→ Data
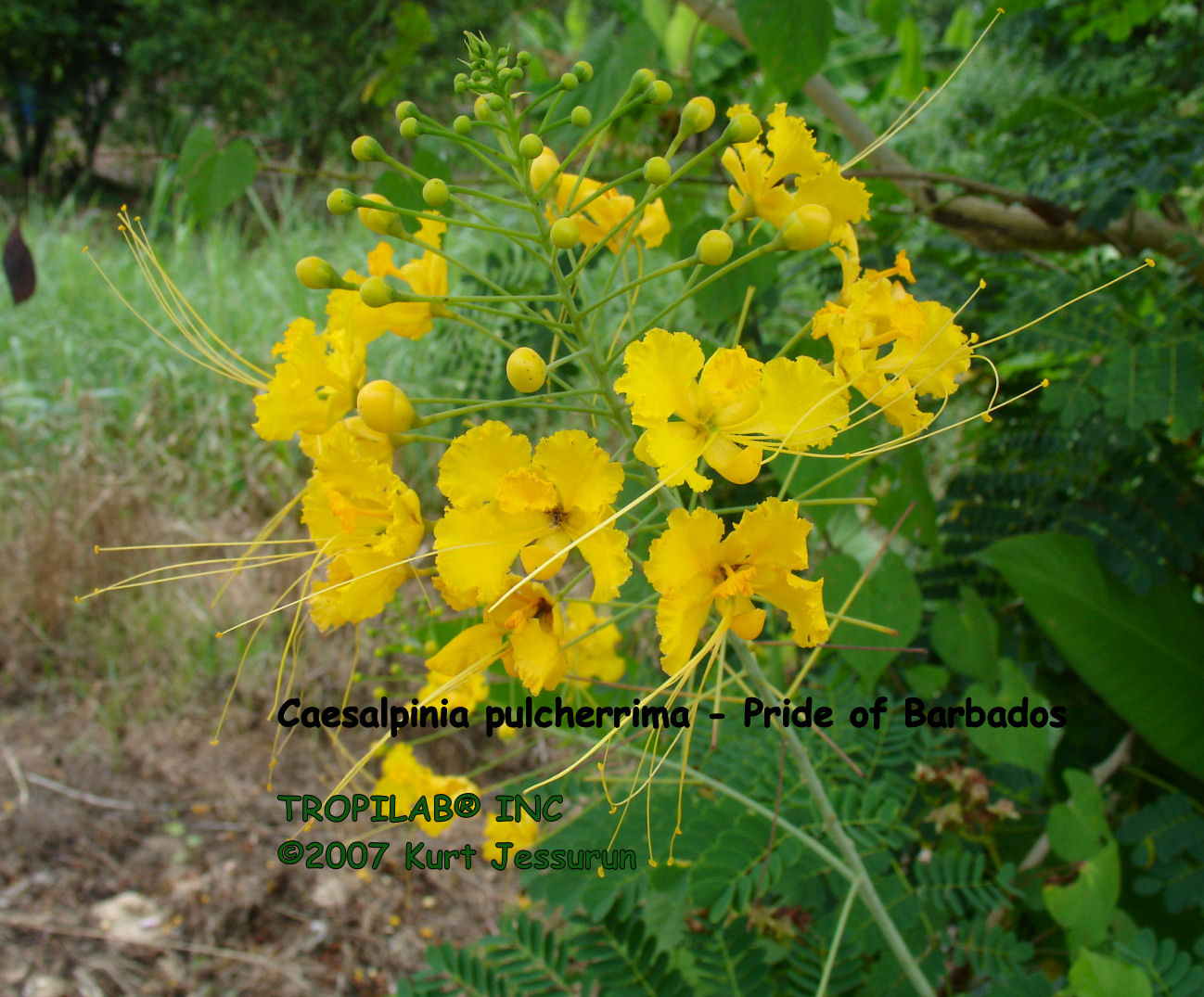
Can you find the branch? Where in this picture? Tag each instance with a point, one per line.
(1020, 222)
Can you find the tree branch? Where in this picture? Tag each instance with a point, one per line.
(1002, 221)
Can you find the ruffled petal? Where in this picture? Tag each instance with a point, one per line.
(583, 473)
(475, 464)
(660, 377)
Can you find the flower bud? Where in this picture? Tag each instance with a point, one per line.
(530, 146)
(435, 193)
(743, 128)
(658, 172)
(375, 219)
(376, 293)
(315, 274)
(565, 234)
(698, 116)
(384, 407)
(340, 201)
(641, 80)
(367, 149)
(542, 168)
(714, 249)
(525, 368)
(807, 228)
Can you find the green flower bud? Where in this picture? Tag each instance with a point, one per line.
(435, 192)
(525, 368)
(641, 80)
(714, 249)
(658, 172)
(340, 201)
(366, 149)
(376, 293)
(743, 128)
(698, 116)
(565, 234)
(807, 229)
(530, 146)
(315, 274)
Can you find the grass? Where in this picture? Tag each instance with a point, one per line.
(109, 437)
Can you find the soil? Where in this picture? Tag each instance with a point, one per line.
(144, 863)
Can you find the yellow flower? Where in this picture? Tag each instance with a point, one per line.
(603, 218)
(407, 779)
(507, 503)
(366, 521)
(761, 174)
(428, 275)
(594, 657)
(891, 347)
(730, 415)
(525, 631)
(521, 834)
(694, 568)
(314, 383)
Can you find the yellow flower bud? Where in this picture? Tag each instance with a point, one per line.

→ Required work
Copy every line of the listing above word for word, and leave the pictures out of your copy.

→ Solution to this problem
Can you find the branch? Where in this picture? Tag each instance with a point, one per line.
(1020, 222)
Can you find the tree branch? Where in this picture? Tag each instance with a point, one per line.
(1002, 221)
Can you find the ruffled petal? Where in this picture? Tag each instance with a point, one per line.
(583, 473)
(475, 464)
(660, 377)
Can you find the flower bud? Where in this picture? Tag each instance with a point, one per line.
(530, 146)
(435, 193)
(743, 128)
(658, 172)
(375, 219)
(376, 293)
(315, 274)
(565, 234)
(698, 116)
(384, 407)
(340, 201)
(641, 80)
(367, 149)
(542, 168)
(714, 249)
(525, 368)
(807, 228)
Can you find the green flower bud? Where in this picture? Tag each instance with a point, one per line.
(435, 192)
(525, 368)
(641, 80)
(714, 249)
(658, 172)
(340, 201)
(366, 149)
(376, 293)
(743, 128)
(698, 116)
(565, 234)
(807, 229)
(530, 146)
(315, 274)
Can you find the grass? Where in this picture? Tag each instance with a point, one per line.
(109, 437)
Can you find the soil? Where in this picture? Tag each instance with a point, one per line.
(144, 863)
Can you find the yellow flower? Where in this picture? Tag each instance with a point, one per line.
(603, 218)
(407, 779)
(507, 503)
(366, 521)
(761, 174)
(428, 275)
(594, 657)
(891, 347)
(730, 415)
(525, 631)
(521, 834)
(694, 568)
(314, 383)
Can you find the yellow flower bud? Where in this picture? Tag each instance with a point, one per line.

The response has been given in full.